### Written exercise
Print all entries word for word.

[Dataset items]

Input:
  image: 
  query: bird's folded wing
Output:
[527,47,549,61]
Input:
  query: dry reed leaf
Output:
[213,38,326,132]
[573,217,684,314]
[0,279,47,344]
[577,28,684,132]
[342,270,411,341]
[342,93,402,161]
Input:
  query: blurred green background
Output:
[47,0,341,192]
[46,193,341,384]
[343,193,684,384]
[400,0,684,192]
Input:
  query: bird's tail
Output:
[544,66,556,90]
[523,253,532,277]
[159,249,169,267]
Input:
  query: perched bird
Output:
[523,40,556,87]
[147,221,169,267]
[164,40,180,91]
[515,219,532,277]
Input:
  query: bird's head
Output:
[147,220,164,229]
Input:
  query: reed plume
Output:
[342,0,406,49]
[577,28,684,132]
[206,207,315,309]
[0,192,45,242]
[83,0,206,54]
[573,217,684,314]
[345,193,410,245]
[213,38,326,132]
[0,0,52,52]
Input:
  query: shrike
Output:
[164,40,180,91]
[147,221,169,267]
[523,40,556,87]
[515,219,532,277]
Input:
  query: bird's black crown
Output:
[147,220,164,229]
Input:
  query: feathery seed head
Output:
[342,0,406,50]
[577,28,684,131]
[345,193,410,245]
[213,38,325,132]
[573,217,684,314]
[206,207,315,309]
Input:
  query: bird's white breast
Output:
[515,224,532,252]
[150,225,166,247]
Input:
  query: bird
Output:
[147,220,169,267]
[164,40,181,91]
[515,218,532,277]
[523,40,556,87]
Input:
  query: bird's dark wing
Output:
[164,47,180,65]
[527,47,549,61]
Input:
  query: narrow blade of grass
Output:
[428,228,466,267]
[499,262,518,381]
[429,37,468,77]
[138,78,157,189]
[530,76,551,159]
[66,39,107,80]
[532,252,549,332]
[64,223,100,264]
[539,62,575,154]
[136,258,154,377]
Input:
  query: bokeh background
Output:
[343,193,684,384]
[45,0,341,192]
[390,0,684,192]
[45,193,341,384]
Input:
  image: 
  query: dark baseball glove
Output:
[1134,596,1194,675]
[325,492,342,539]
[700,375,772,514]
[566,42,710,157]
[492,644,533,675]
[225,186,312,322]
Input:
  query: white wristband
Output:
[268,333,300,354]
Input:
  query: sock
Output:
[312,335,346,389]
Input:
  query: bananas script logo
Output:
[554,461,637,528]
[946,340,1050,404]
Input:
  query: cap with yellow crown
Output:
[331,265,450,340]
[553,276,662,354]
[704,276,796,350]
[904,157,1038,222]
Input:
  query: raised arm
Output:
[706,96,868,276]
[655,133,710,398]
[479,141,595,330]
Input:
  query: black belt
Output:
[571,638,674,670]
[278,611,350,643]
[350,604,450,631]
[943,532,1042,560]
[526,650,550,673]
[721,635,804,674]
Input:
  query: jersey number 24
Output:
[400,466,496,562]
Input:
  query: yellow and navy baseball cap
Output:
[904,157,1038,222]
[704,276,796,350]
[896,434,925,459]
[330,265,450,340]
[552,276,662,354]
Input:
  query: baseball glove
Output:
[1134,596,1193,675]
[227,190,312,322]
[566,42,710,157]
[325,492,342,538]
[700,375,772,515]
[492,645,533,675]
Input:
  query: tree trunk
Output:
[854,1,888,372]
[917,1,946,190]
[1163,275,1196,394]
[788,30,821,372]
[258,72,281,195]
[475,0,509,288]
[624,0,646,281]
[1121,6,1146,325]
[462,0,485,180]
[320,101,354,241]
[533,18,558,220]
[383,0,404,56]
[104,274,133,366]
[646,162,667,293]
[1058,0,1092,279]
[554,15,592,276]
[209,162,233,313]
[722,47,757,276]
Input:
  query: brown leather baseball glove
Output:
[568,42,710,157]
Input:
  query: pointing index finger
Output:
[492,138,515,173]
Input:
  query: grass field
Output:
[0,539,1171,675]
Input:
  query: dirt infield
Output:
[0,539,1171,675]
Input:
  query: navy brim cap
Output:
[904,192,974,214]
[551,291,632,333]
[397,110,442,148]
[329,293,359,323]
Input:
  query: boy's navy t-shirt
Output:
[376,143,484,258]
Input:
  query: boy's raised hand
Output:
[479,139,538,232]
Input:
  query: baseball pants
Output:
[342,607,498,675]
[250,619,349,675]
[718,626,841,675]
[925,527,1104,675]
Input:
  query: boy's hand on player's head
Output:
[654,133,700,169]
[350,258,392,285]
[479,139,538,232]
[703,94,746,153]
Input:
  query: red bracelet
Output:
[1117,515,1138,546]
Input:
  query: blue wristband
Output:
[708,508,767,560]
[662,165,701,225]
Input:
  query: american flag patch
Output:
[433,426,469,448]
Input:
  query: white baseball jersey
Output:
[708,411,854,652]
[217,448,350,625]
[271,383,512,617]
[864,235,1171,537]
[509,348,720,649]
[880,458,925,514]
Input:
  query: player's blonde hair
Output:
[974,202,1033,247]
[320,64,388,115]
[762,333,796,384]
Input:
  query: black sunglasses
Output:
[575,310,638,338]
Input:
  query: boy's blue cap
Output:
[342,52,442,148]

### Written answer
Input:
  image: 
  query: bird's folded wing
Output:
[527,47,549,61]
Input:
  query: dry reed leaf
Output:
[213,38,326,132]
[573,217,684,314]
[0,279,47,344]
[577,28,684,132]
[342,270,411,341]
[342,93,402,161]
Input:
  query: blurred green background
Output:
[47,0,341,192]
[46,193,341,384]
[343,193,684,384]
[400,0,684,192]
Input:
  query: bird's tail
Output:
[544,66,556,90]
[523,253,532,277]
[159,249,169,267]
Input:
  query: perched bird
Output:
[523,40,556,87]
[147,221,169,267]
[164,40,180,91]
[515,219,532,277]
Input:
  query: bird's head
Output:
[147,220,164,229]
Input:
  query: reed plume
Output:
[342,0,406,49]
[577,28,684,132]
[206,207,315,309]
[0,192,45,242]
[83,0,206,54]
[573,217,684,314]
[345,193,410,245]
[213,38,326,132]
[0,0,52,52]
Input:
  query: shrike
Output:
[164,40,180,91]
[147,221,169,267]
[523,40,556,87]
[515,219,532,277]
Input:
  query: bird's black crown
Output:
[147,220,164,229]
Input:
  query: feathery seed head
Output:
[342,0,406,50]
[577,28,684,131]
[345,193,410,245]
[213,38,325,132]
[573,217,684,314]
[206,207,315,309]
Input:
  query: bird's white breast
Output:
[515,224,532,252]
[150,225,166,247]
Input:
  query: bird
Output:
[147,220,169,267]
[164,40,181,91]
[515,218,532,277]
[523,40,556,87]
Input:
  query: bird's dark wing
Output:
[164,47,180,65]
[527,47,549,61]
Input:
  query: narrow blade of grass
Output:
[428,228,466,267]
[499,262,518,381]
[429,37,468,77]
[138,78,157,189]
[530,76,551,159]
[66,39,107,80]
[532,252,549,332]
[64,223,100,264]
[539,62,575,154]
[136,258,154,377]
Input:
  query: bokeh background
Output:
[343,193,684,384]
[45,0,341,192]
[390,0,684,192]
[45,193,341,384]
Input:
  image: 
  query: dark baseball glove
Output:
[1134,596,1194,675]
[325,492,342,539]
[700,375,772,514]
[566,42,710,157]
[492,644,533,675]
[225,186,312,322]
Input:
  query: white wristband
Output:
[268,333,300,354]
Input:
  query: sock
Output:
[312,335,346,389]
Input:
  query: bananas script logo
Output:
[554,461,637,528]
[946,340,1050,404]
Input:
  query: cap with yellow crown
Output:
[331,265,450,340]
[553,276,662,354]
[704,276,796,350]
[904,157,1038,222]
Input:
  query: raised arm
Output:
[706,96,868,276]
[655,133,710,398]
[479,141,595,330]
Input:
  query: black belt
Output:
[571,638,674,670]
[278,611,350,643]
[350,604,450,631]
[943,532,1042,560]
[526,650,550,673]
[721,635,804,674]
Input:
  query: jersey number 24
Output:
[400,466,496,562]
Input:
  query: yellow and navy baseball cap
Output:
[904,157,1038,222]
[704,276,796,350]
[896,434,925,459]
[330,265,450,340]
[552,276,662,354]
Input:
  query: baseball glove
Output:
[1134,596,1193,675]
[227,190,312,322]
[566,42,710,157]
[325,492,342,538]
[700,375,772,515]
[492,645,533,675]
Input:
  query: tree trunk
Output:
[854,1,888,372]
[917,1,946,190]
[1163,275,1196,394]
[788,30,821,372]
[258,72,281,195]
[475,0,509,288]
[624,0,646,281]
[1121,6,1146,325]
[462,0,485,180]
[320,101,354,241]
[533,18,558,220]
[383,0,404,56]
[104,274,133,366]
[646,162,667,293]
[1058,0,1092,279]
[554,15,592,276]
[209,162,233,313]
[722,47,757,276]
Input:
  query: brown leather baseball glove
Output:
[568,42,710,157]
Input:
  query: pointing index finger
Output:
[492,138,515,173]
Input:
  query: grass field
Output:
[0,539,1171,675]
Input:
  query: dirt infield
Output:
[0,539,1171,675]
Input:
  query: navy brim cap
Output:
[904,192,974,214]
[551,291,632,333]
[397,110,442,148]
[329,293,359,323]
Input:
  query: boy's navy t-shirt
Output:
[376,143,484,258]
Input:
  query: boy's raised hand
Output:
[479,139,538,232]
Input:
  query: baseball pants
Output:
[342,607,498,675]
[250,619,349,675]
[718,626,841,675]
[925,527,1104,675]
Input:
  query: boy's hand on player's head
Output:
[654,133,700,169]
[350,258,392,285]
[479,139,538,232]
[703,94,746,153]
Input:
  query: red bracelet
Output:
[1117,515,1138,546]
Input:
  query: blue wristband
Output:
[708,508,767,560]
[662,165,701,225]
Input:
  query: american flag patch
Output:
[433,426,469,448]
Input:
  query: white baseball jersey
Output:
[708,411,854,652]
[217,448,350,625]
[271,383,512,617]
[864,235,1171,537]
[509,348,720,649]
[880,458,925,514]
Input:
  query: player's blonde hair
Output:
[974,202,1033,247]
[320,64,388,115]
[762,333,796,384]
Input:
  query: black sunglasses
Output:
[575,310,638,338]
Input:
  query: boy's blue cap
Output:
[342,52,442,148]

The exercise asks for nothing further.